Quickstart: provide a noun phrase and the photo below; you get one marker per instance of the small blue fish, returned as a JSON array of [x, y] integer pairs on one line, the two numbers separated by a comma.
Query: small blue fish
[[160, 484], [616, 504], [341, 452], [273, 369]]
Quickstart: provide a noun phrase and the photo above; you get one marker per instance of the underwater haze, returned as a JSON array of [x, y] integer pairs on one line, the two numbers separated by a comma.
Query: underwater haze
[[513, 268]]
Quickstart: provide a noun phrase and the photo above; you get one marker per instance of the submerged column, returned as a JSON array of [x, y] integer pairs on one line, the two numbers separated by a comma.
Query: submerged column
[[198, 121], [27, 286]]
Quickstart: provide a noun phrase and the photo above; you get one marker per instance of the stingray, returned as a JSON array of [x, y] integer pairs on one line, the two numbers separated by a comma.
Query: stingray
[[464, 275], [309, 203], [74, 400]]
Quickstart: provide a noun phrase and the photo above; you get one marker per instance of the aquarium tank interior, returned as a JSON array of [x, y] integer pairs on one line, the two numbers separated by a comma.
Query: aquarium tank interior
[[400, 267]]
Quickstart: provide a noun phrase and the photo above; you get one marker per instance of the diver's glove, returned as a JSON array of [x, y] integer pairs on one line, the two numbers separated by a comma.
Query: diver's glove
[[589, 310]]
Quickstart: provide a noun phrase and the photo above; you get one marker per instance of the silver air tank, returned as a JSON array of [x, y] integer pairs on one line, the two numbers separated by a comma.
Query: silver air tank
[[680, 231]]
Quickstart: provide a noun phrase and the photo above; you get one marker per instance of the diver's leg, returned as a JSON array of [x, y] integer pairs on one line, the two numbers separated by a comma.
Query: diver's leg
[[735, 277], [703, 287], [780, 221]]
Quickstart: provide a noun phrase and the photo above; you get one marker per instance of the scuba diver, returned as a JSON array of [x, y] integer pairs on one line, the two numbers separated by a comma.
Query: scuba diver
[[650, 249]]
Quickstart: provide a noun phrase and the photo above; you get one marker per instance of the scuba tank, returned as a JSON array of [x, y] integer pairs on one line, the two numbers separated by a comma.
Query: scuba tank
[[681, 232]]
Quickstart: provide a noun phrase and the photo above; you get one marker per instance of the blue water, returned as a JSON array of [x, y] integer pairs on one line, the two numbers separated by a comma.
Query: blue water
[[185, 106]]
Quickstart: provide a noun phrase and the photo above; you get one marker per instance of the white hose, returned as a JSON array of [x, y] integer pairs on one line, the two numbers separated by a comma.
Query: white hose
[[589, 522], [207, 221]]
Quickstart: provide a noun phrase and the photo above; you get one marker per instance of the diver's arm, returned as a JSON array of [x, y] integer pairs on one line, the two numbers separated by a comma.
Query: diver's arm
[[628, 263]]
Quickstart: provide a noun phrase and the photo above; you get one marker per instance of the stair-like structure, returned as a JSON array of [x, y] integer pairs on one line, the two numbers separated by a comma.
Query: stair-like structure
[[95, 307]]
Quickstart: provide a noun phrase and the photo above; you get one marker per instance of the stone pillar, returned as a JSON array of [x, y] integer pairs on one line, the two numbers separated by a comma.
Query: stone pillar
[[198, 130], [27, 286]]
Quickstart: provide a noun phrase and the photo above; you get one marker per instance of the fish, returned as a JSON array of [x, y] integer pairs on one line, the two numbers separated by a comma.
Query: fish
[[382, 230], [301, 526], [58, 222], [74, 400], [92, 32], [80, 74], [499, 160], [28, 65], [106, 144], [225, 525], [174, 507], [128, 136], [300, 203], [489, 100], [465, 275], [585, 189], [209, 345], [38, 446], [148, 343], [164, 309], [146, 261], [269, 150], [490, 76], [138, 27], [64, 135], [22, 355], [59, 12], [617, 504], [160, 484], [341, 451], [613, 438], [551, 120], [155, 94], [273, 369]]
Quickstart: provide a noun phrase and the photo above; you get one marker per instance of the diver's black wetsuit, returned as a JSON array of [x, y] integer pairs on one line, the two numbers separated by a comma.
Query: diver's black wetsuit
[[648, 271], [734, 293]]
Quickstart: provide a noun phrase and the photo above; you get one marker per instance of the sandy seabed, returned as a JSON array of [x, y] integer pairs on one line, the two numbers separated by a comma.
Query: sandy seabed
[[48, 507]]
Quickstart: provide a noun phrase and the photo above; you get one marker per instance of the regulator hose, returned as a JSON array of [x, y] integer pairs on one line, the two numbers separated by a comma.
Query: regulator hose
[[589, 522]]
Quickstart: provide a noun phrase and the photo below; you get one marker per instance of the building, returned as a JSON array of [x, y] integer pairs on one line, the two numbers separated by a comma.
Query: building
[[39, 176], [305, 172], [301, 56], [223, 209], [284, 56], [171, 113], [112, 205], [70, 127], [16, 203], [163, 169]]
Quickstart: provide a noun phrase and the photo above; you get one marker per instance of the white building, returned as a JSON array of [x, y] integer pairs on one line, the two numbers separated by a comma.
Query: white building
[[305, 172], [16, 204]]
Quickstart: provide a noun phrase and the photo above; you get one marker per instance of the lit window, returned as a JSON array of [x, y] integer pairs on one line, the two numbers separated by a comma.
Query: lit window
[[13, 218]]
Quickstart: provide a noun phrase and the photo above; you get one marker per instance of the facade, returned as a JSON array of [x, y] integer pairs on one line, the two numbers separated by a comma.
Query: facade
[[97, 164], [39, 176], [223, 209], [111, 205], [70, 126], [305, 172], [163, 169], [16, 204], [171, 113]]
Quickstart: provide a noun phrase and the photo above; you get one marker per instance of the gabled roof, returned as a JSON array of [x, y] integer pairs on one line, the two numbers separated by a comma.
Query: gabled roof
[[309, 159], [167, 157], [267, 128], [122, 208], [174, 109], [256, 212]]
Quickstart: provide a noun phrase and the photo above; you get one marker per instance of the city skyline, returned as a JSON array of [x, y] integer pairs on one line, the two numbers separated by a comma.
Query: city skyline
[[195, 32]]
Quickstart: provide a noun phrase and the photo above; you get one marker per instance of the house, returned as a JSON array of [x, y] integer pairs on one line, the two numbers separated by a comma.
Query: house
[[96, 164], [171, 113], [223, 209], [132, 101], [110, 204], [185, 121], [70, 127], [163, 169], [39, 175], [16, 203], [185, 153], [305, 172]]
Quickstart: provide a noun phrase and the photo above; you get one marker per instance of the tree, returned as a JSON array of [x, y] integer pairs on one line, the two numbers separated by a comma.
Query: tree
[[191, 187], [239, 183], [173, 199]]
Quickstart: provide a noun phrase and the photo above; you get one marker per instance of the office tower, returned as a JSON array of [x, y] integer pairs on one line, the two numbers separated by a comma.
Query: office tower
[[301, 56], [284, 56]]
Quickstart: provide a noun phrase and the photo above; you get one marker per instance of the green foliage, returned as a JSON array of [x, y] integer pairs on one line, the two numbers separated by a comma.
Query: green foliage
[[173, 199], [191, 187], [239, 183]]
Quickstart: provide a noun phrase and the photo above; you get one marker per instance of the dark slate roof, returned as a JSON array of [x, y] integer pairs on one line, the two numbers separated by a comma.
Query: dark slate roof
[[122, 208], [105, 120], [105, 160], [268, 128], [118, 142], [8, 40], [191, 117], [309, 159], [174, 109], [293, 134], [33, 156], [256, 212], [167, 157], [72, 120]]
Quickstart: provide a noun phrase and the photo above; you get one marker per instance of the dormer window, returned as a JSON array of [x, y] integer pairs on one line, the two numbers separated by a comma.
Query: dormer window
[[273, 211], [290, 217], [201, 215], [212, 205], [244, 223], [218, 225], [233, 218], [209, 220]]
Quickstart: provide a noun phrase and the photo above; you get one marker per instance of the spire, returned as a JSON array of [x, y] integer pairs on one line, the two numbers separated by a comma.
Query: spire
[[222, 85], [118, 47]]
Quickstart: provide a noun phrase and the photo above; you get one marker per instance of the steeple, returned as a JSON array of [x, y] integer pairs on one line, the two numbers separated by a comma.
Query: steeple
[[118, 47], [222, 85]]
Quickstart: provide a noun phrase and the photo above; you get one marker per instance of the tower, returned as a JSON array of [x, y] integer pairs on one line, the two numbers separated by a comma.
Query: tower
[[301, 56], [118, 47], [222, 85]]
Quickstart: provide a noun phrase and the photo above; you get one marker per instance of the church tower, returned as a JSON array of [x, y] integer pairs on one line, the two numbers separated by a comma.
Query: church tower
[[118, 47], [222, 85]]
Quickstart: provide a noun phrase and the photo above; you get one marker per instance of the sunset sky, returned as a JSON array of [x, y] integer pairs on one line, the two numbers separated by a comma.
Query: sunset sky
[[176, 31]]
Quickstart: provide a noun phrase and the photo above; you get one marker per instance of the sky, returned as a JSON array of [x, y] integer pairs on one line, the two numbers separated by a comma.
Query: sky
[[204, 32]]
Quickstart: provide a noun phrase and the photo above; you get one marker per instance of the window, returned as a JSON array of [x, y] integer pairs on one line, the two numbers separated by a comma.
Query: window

========================

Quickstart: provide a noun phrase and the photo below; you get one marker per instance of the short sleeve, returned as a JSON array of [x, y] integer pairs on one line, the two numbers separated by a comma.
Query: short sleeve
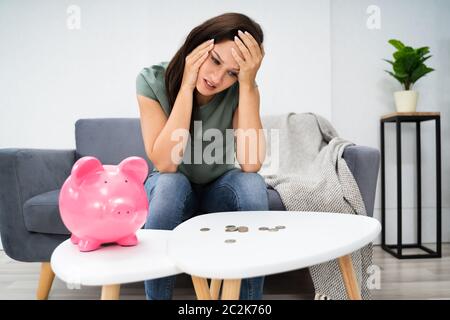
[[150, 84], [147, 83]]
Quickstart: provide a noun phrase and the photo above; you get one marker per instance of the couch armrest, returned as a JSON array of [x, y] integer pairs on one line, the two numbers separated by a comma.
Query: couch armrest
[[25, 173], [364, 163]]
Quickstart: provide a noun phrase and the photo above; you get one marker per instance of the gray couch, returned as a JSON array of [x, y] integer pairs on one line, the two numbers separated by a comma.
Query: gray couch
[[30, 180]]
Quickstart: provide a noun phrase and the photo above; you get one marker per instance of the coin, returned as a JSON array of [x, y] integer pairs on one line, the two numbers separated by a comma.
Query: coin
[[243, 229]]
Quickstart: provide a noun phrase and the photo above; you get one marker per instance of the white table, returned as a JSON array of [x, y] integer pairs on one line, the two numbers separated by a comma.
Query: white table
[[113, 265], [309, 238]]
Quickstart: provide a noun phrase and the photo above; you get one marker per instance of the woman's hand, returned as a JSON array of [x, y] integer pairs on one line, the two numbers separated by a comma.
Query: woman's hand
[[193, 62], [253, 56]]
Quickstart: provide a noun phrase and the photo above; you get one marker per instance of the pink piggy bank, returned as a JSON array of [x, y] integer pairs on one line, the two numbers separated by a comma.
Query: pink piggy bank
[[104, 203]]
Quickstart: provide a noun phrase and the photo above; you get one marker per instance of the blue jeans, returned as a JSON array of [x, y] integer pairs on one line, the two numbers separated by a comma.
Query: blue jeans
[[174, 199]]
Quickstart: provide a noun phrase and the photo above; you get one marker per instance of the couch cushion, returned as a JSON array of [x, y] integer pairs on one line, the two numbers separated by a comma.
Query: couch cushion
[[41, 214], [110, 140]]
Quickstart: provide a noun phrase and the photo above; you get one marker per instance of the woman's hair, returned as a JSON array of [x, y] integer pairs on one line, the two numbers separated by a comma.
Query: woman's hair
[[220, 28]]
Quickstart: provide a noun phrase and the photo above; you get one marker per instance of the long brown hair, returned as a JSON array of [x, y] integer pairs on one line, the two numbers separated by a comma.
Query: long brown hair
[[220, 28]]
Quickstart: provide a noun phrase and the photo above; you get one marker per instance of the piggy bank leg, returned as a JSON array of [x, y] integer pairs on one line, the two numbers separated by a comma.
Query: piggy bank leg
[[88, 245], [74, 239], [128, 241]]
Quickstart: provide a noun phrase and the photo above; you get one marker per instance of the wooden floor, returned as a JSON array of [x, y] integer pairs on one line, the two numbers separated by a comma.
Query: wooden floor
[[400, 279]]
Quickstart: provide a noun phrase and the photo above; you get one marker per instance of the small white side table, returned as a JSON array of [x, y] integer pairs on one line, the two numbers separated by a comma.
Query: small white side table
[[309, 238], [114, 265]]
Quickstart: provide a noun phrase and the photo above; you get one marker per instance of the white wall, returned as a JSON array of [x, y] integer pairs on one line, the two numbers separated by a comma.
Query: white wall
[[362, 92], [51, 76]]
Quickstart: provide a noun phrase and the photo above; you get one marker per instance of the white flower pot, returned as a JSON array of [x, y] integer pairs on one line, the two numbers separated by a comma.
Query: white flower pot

========================

_Your task_.
Edit the records from the line with "the small blue" to the line with "[[198, 121], [27, 286]]" by changing "marker" to "point", leave everything else unchanged, and return only those lines.

_Written solution_.
Quickstart: provide a noun phrase and the photo below; you get one point per instance of the small blue fish, returned as a JSON array of [x, y] integer pairs on one line, the two numbers separated by a comma.
Query: small blue fish
[[160, 484], [616, 504], [341, 452], [273, 369]]
Quickstart: provide a noun phrase and the photo above; you get one point per instance of the underwater haze, returned as a JSON array of [x, y] integer pairs on one line, the two numbers separated by a comma.
Query: underwater haze
[[513, 268]]
Quickstart: provide a noun phrase and the photo above; you get one point per instance of the submerged column, returned as a JSON array of [x, y] integer pairs on one line, the two numbers separated by a comma.
Query: submerged column
[[198, 121], [27, 286]]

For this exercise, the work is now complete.